* Exercise prompt *
Report how many lines in the records below contain the string "shirt", with case counting. Give only the number.

[Point annotation dataset records]

###

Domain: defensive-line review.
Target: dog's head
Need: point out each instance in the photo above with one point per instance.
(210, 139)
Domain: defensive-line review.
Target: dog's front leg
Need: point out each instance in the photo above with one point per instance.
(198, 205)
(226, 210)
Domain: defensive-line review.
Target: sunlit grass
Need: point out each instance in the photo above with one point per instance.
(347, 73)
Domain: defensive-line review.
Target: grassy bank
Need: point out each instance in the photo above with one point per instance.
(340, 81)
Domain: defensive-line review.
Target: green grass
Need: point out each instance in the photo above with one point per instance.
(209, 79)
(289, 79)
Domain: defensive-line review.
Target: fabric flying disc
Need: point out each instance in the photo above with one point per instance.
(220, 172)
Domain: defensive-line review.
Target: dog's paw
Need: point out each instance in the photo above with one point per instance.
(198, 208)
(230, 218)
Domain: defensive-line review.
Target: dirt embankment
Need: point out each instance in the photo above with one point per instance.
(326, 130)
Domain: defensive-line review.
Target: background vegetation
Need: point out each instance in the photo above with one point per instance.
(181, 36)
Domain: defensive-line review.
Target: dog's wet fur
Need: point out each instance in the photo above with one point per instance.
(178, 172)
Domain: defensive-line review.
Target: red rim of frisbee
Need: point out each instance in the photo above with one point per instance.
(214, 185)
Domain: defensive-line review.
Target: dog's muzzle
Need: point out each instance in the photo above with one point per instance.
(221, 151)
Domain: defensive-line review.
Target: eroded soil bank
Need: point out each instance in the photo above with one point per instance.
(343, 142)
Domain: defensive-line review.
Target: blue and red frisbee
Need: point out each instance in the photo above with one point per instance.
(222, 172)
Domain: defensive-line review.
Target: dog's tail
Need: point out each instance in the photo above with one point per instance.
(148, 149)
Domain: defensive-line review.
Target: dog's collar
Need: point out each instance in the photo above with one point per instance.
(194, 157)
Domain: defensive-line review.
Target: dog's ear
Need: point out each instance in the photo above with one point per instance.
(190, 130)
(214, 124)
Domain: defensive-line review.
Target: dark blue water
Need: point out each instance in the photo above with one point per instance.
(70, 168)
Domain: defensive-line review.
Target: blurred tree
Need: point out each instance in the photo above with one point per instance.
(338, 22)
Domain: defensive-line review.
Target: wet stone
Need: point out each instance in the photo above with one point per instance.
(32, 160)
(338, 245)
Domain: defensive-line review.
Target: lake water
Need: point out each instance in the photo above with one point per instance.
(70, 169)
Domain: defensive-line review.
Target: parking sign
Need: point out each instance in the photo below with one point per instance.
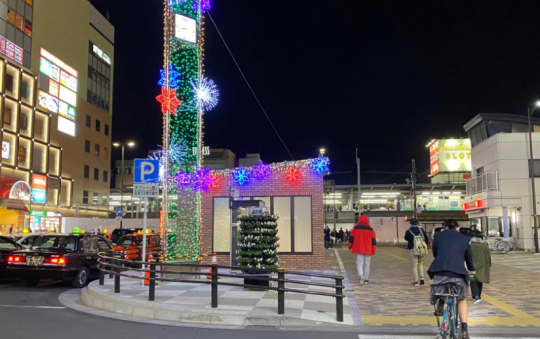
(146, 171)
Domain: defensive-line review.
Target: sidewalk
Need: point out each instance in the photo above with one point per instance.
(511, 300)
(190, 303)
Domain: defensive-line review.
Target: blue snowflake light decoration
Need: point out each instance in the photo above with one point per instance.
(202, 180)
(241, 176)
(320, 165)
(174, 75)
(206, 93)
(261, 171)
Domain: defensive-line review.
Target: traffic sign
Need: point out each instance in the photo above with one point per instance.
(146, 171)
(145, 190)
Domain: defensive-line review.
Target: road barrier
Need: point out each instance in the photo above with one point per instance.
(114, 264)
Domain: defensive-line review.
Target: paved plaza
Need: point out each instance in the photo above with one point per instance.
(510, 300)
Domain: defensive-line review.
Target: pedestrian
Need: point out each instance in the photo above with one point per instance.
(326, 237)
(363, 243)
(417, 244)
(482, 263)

###

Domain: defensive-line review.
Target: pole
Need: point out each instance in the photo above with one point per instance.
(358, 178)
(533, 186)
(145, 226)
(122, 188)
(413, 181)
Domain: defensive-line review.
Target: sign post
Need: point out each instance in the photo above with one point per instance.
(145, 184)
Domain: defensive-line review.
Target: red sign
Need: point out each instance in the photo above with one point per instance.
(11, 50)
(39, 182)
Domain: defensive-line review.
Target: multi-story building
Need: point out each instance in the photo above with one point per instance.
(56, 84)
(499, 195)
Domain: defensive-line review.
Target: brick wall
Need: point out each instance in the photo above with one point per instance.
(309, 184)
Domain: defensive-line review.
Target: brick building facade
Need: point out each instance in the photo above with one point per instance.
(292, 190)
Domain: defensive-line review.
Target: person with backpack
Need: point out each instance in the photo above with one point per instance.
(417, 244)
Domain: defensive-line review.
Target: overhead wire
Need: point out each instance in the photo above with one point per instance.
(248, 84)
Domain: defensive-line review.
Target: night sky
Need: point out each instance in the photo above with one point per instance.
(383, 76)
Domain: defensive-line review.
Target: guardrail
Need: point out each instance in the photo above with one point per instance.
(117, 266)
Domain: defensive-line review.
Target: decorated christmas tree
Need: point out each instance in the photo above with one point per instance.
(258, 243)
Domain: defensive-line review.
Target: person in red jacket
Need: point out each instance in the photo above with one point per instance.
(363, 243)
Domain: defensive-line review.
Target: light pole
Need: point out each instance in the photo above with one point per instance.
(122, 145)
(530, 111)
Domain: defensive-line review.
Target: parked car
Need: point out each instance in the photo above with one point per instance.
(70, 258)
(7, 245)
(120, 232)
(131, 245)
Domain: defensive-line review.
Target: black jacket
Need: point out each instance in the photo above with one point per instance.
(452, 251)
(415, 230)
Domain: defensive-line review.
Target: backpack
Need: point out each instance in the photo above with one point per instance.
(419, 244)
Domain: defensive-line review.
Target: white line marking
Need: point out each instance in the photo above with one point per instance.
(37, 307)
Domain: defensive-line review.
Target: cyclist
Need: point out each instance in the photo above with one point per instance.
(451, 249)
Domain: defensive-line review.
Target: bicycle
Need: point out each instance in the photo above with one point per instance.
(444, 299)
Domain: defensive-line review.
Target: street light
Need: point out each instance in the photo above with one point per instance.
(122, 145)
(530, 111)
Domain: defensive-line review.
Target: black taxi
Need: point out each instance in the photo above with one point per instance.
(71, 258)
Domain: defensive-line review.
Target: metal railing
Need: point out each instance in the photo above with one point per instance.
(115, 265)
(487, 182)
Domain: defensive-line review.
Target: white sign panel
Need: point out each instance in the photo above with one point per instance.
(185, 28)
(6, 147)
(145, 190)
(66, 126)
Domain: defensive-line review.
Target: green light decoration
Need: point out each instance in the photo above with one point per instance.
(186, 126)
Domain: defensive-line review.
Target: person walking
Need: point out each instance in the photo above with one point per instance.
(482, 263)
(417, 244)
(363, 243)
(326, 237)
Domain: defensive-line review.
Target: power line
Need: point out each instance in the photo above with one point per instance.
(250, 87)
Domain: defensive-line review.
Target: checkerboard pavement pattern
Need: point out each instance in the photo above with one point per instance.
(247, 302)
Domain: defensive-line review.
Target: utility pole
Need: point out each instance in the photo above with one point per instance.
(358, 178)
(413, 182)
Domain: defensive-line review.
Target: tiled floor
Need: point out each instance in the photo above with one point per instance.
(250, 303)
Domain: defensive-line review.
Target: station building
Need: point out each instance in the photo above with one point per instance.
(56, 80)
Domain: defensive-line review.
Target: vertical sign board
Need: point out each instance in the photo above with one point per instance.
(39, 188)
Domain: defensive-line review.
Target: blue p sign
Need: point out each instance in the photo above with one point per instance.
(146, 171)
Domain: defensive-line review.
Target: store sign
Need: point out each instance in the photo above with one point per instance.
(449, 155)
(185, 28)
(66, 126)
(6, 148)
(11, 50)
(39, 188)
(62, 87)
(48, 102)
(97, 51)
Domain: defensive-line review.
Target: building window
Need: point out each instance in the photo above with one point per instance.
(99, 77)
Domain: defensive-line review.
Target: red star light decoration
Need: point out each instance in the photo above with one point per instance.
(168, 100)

###

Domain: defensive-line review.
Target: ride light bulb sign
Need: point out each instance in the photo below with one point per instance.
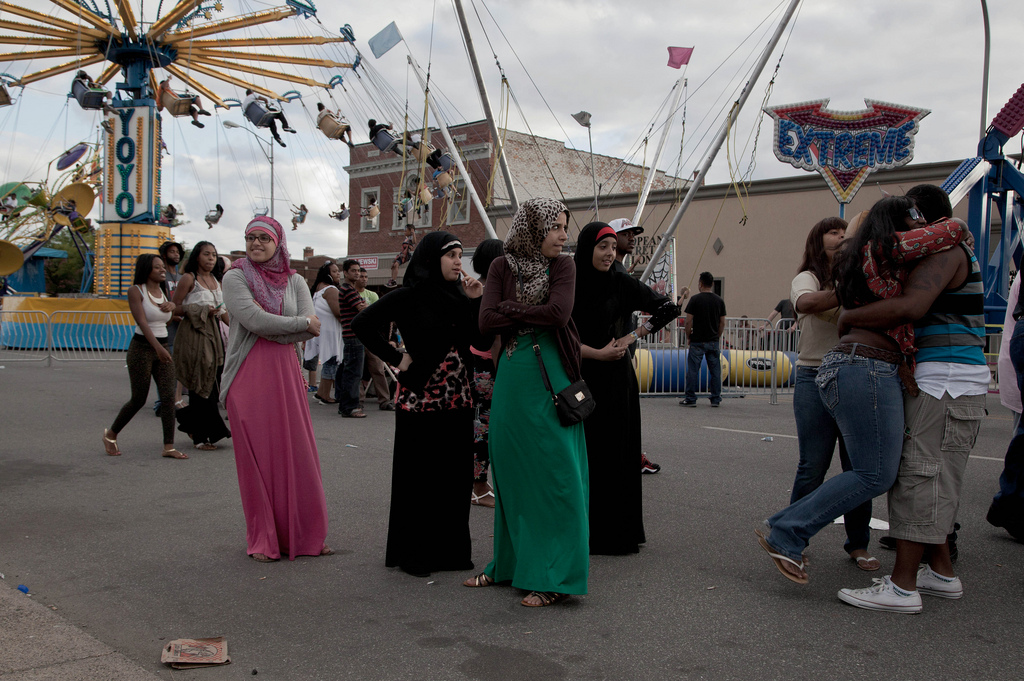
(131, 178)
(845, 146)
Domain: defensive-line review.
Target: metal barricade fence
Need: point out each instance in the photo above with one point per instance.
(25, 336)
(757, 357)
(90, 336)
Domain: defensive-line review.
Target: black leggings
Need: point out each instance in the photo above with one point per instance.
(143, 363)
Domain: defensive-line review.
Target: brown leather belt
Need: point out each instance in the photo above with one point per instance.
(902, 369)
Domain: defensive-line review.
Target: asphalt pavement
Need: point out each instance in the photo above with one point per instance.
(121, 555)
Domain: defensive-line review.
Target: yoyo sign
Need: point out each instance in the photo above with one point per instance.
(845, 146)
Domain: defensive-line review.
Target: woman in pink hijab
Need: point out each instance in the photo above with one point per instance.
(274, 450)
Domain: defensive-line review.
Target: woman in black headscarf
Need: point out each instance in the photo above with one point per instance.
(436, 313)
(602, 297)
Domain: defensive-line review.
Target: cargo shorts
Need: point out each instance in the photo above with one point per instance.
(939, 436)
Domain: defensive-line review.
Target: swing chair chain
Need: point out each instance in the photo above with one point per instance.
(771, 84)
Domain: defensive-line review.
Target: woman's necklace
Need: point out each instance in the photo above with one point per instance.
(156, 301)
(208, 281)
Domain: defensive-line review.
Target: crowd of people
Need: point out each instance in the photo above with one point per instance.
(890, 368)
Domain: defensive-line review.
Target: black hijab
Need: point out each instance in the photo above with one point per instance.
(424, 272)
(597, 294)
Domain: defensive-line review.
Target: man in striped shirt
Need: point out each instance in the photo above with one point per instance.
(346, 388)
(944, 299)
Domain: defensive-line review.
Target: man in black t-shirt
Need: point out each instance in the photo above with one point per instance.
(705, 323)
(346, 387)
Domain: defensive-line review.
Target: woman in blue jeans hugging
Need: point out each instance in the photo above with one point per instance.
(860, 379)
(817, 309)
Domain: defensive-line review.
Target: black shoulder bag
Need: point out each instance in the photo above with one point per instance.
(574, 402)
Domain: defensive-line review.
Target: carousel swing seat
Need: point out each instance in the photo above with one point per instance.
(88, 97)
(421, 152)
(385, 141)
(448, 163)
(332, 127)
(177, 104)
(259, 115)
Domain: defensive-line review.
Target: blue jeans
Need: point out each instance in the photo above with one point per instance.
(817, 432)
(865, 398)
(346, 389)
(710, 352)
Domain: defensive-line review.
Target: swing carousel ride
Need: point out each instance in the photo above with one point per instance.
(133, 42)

###

* Task output *
2